Count the lines of the records below that contain the string "target", matching case exactly. Reply with the number alone.
_ _ _ _ _ _ _
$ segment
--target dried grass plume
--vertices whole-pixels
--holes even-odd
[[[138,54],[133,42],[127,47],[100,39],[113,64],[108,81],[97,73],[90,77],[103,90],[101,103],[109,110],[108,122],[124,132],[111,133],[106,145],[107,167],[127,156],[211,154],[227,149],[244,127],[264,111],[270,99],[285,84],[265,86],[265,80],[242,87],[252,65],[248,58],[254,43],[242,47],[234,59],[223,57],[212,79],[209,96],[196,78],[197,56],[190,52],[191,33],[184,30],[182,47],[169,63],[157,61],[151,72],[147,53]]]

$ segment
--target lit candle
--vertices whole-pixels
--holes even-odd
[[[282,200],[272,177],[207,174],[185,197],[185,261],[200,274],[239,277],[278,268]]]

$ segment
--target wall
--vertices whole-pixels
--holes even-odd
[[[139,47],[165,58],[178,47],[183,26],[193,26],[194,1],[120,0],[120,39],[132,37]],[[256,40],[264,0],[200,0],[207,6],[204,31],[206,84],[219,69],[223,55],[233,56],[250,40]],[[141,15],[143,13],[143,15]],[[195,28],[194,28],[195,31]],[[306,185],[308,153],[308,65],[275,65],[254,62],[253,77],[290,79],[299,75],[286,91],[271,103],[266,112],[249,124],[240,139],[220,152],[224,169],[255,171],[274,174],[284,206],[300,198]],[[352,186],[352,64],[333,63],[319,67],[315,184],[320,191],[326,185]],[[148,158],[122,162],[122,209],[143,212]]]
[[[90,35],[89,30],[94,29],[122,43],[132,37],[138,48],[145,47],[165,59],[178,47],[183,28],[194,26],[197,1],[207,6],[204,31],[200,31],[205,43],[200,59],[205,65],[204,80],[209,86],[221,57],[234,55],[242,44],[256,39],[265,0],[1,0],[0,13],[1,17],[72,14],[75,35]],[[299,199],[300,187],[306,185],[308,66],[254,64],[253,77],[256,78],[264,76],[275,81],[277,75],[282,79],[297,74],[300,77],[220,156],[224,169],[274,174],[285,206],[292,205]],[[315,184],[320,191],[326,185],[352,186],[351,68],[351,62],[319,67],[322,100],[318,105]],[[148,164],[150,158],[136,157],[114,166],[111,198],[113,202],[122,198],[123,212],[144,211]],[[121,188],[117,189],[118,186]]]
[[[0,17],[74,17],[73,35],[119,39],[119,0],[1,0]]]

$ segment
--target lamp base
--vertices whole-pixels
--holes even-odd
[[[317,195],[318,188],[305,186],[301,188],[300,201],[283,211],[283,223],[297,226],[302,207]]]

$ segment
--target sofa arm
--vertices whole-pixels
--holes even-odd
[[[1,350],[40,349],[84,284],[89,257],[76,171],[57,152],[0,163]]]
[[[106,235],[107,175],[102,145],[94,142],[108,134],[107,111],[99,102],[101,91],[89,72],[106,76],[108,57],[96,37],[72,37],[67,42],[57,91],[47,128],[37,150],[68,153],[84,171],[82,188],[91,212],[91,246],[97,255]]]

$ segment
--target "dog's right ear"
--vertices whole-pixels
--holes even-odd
_ _ _ _ _ _ _
Result of this task — 6